- _Selected text_
========================================================================

Statistical analyses
First, we performed a descriptive analysis of quarterly HPV vaccination rates (initiation and completion) throughout the duration of the observation, intervention, and follow-up periods for each of the five study groups. We calculated means and standard deviations for each group at four timepoints: baseline, intervention beginning, intervention completion, and study completion. This descriptive analysis was intended to describe trends over time in each of the study groups.
We also conducted a descriptive analysis of change in QICA scores over the course of the study. For this analysis, we calculated mean pre- and post-study QICA score in each of the survey’s domains and overall, calculated ‘change in mean QICA score’ and conducted a two-tailed t-test to assess whether the observed changes were significantly different than the null with alpha > 0.05.

========================================================================

- _Extracted entries_

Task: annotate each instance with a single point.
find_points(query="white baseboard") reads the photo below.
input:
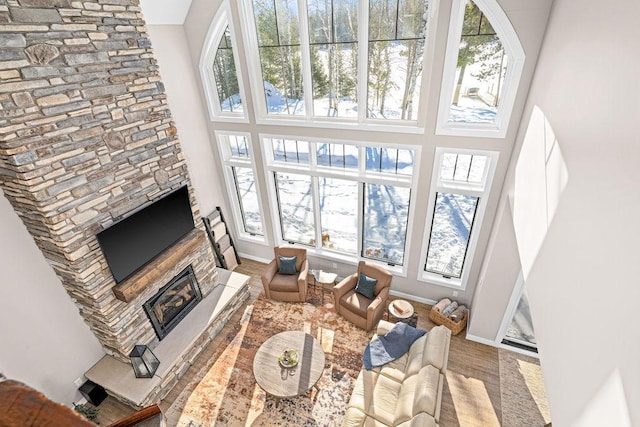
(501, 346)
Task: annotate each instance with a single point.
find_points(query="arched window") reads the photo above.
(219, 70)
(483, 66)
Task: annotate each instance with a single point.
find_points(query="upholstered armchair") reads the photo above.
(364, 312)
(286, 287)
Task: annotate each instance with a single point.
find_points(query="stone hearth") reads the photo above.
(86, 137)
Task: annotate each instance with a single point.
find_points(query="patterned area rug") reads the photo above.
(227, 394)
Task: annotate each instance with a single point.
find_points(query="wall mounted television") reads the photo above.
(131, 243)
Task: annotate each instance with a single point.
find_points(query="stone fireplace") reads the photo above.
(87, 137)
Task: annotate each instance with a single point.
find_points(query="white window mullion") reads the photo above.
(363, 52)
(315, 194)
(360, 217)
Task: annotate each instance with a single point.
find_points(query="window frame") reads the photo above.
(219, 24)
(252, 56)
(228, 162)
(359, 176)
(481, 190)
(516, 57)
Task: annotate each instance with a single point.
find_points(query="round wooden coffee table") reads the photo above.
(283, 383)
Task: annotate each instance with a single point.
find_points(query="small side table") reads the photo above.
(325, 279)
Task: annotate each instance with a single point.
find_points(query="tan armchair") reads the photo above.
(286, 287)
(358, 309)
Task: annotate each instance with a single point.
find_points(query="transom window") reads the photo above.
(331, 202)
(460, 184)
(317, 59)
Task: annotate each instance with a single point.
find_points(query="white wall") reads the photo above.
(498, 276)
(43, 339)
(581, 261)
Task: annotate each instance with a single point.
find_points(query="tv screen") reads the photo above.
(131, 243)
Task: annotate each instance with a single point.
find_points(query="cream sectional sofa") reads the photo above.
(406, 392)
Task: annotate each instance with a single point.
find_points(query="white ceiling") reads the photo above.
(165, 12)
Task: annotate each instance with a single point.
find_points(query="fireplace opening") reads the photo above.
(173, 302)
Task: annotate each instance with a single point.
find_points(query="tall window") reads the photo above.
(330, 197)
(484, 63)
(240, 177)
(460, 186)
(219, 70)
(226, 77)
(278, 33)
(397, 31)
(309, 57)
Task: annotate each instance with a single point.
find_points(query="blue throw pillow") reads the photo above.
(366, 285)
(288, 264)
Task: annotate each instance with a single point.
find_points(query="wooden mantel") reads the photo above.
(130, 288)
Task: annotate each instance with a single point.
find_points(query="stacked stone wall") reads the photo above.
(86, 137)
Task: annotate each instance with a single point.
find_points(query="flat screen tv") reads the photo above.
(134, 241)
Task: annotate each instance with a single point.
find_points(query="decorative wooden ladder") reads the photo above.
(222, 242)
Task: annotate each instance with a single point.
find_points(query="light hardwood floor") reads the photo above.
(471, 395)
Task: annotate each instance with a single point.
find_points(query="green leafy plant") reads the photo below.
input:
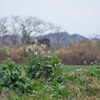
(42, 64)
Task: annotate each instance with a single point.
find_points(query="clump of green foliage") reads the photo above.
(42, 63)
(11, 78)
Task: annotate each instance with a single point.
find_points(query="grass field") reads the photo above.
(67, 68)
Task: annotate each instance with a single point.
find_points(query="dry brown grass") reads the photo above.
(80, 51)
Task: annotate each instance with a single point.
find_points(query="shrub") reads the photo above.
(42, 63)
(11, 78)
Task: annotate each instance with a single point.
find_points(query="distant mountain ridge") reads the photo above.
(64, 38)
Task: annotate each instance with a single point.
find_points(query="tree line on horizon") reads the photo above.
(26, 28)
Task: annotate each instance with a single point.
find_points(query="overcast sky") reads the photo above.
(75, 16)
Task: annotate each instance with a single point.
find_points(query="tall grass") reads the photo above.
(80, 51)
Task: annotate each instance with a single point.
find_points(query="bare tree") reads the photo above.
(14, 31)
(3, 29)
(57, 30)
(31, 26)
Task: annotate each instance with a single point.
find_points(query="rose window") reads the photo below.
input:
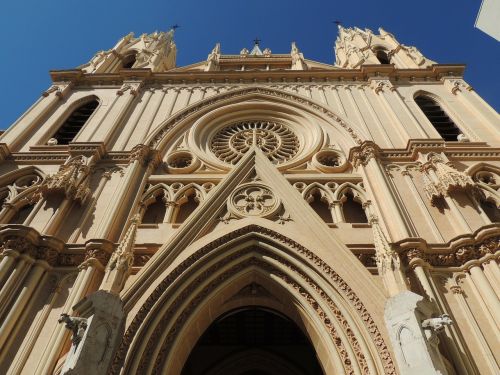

========================================================================

- _Work item 1_
In the statistical analyses section, at which four timepoints were means and standard deviations calculated for each group?
- _Work item 2_
Render this sentence from the statistical analyses section in Spanish: "This descriptive analysis was intended to describe trends over time in each of the study groups."
- _Work item 3_
Return everything in the statistical analyses section from "We also conducted" down to "alpha > 0.05.", copied word for word.
The material has no connection to the statistical analyses section.

- _Task answer 1_
Baseline, intervention beginning, intervention completion, and study completion.

- _Task answer 2_
Este análisis descriptivo tenía como objetivo describir las tendencias a lo largo del tiempo en cada uno de los grupos de estudio.

- _Task answer 3_
We also conducted a descriptive analysis of change in QICA scores over the course of the study. For this analysis, we calculated mean pre- and post-study QICA score in each of the survey’s domains and overall, calculated ‘change in mean QICA score’ and conducted a two-tailed t-test to assess whether the observed changes were significantly different than the null with alpha > 0.05.